Testo da analizzare:
Parte terminale delle frecce

Il chirurgo militare C. C. Gray ci racconta appunto uno di questi casi: il soldato John Krumholz, Compagnia H, 22° Fanteria ricevette una freccia nell’occhio sinistro presso Fort Sully il 3 giugno 1869. Sembra che il dardo fosse penetrato per una profondità di due pollici nel cranio del soldato. Krumholz fu narcotizzato con il cloroformio ed operato d’urgenza. La punta di freccia venne rimossa ed il decorso postoperatorio consistette in riposo, una dieta a basso contenuto calorico e la posizione elevata della testa. Gli furono inoltre applicati impacchi freddi e catartici salini sulla zona dell’intervento. Il soldato ritornò in servizio 4 giorni più tardi, il 7 giugno 1869!

Materiale di partenza:
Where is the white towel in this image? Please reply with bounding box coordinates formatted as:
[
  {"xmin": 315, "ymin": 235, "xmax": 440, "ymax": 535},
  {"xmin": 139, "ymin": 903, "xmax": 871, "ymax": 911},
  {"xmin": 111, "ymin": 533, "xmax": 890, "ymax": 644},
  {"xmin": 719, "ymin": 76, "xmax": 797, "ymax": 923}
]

--

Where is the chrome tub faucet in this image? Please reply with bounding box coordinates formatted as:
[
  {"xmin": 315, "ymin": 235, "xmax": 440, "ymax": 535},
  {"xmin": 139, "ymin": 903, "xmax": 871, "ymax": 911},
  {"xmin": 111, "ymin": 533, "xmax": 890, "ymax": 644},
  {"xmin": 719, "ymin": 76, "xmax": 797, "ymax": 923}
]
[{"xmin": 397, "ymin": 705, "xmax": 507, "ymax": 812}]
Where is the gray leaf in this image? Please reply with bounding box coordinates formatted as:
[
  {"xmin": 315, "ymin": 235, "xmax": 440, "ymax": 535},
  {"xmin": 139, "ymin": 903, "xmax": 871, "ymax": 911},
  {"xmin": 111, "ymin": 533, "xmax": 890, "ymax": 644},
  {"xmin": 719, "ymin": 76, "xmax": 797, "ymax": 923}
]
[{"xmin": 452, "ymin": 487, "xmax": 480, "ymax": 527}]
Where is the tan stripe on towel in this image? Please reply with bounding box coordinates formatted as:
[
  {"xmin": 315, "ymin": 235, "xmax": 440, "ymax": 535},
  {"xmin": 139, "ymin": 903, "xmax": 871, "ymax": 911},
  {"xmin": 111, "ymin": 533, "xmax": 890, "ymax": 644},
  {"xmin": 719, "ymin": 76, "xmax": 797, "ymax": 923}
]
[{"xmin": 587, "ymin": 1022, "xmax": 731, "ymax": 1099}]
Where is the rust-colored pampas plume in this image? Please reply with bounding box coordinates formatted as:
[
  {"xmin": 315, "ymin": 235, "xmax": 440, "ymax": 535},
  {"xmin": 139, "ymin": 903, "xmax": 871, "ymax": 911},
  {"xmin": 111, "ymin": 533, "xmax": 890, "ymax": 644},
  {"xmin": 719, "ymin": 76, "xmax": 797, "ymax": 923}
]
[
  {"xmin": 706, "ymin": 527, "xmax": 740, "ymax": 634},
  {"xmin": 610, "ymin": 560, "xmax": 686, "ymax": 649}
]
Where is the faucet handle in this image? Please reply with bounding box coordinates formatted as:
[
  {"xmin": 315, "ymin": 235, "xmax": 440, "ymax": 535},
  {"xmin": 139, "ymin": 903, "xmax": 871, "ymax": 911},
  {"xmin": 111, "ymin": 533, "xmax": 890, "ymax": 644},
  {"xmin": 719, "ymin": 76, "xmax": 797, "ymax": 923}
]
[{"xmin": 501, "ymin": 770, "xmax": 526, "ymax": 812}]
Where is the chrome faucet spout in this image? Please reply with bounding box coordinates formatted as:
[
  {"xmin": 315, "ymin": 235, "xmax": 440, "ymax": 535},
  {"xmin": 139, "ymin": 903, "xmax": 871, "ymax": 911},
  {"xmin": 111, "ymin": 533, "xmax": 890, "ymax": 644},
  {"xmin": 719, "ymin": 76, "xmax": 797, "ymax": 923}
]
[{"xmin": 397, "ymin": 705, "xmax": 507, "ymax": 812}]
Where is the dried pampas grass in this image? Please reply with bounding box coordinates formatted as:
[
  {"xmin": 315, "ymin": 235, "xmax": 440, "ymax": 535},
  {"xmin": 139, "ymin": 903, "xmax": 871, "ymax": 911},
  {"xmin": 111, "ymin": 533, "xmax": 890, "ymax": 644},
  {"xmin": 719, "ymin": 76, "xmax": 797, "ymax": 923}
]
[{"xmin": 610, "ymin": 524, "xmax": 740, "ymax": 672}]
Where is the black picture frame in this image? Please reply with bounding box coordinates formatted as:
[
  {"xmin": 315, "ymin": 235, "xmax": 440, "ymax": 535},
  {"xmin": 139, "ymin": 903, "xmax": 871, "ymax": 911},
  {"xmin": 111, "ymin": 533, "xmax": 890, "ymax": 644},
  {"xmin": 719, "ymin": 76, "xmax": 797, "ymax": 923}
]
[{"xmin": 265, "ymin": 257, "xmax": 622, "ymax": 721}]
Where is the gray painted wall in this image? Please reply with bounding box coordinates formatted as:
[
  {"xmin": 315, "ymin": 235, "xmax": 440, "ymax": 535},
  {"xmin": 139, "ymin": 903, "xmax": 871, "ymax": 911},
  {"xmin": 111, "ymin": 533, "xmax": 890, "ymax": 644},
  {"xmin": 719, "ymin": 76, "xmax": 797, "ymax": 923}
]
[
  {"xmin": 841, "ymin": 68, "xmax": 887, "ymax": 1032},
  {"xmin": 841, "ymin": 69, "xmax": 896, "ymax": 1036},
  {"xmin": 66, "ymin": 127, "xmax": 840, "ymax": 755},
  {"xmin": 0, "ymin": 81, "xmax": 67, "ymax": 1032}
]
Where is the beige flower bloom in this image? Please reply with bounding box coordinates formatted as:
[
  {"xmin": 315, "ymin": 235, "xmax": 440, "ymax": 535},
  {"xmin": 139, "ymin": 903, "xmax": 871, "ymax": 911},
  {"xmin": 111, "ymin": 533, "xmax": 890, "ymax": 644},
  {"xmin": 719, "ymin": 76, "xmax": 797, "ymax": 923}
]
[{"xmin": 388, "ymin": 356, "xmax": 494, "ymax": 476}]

Compito A:
Rispondi a queste domande sul brano sul soldato Krumholz:
(i) In quale luogo e in che giorno il soldato ricevette la freccia?
(ii) Per quanti pollici il dardo era entrato nel cranio?
(iii) In che data il soldato tornò in servizio?
Compito B: Ricopia senza cambiare nulla la parte del brano sul soldato Krumholz compresa tra "Il chirurgo militare" e "7 giugno 1869!", estremi inclusi.
Compito C: Prosegui il brano sul soldato Krumholz dal punto in cui si ferma.

Risposta attesa A:
(i) Presso Fort Sully, il 3 giugno 1869.
(ii) Due pollici.
(iii) Il 7 giugno 1869.

Risposta attesa B:
Il chirurgo militare C. C. Gray ci racconta appunto uno di questi casi: il soldato John Krumholz, Compagnia H, 22° Fanteria ricevette una freccia nell’occhio sinistro presso Fort Sully il 3 giugno 1869. Sembra che il dardo fosse penetrato per una profondità di due pollici nel cranio del soldato. Krumholz fu narcotizzato con il cloroformio ed operato d’urgenza. La punta di freccia venne rimossa ed il decorso postoperatorio consistette in riposo, una dieta a basso contenuto calorico e la posizione elevata della testa. Gli furono inoltre applicati impacchi freddi e catartici salini sulla zona dell’intervento. Il soldato ritornò in servizio 4 giorni più tardi, il 7 giugno 1869!

Risposta attesa C:
In un altro caso, nel 1881, una freccia Comanche colpì un ufficiale, il cui nome non ci è pervenuto. Secondo il verbale la freccia aveva trafitto il militare nella parte superiore destra del petto ed era passata quasi orizzontalmente attraverso un polmone fino a fuoriuscire tra la scapola e la spina dorsale. L’intervento stavolta fu parecchio azzardato. Su richiesta del ferito un fazzoletto di seta fu fissato alla freccia che poi fu spinta attraverso il corpo trascinandosi dietro il fazzoletto per tutta l’estensione della ferita.


Pittografia di un combattimento tra indiani

Non abbiamo idea di come, ma il soldato si rimise e passò ancora molti anni nell’esercito.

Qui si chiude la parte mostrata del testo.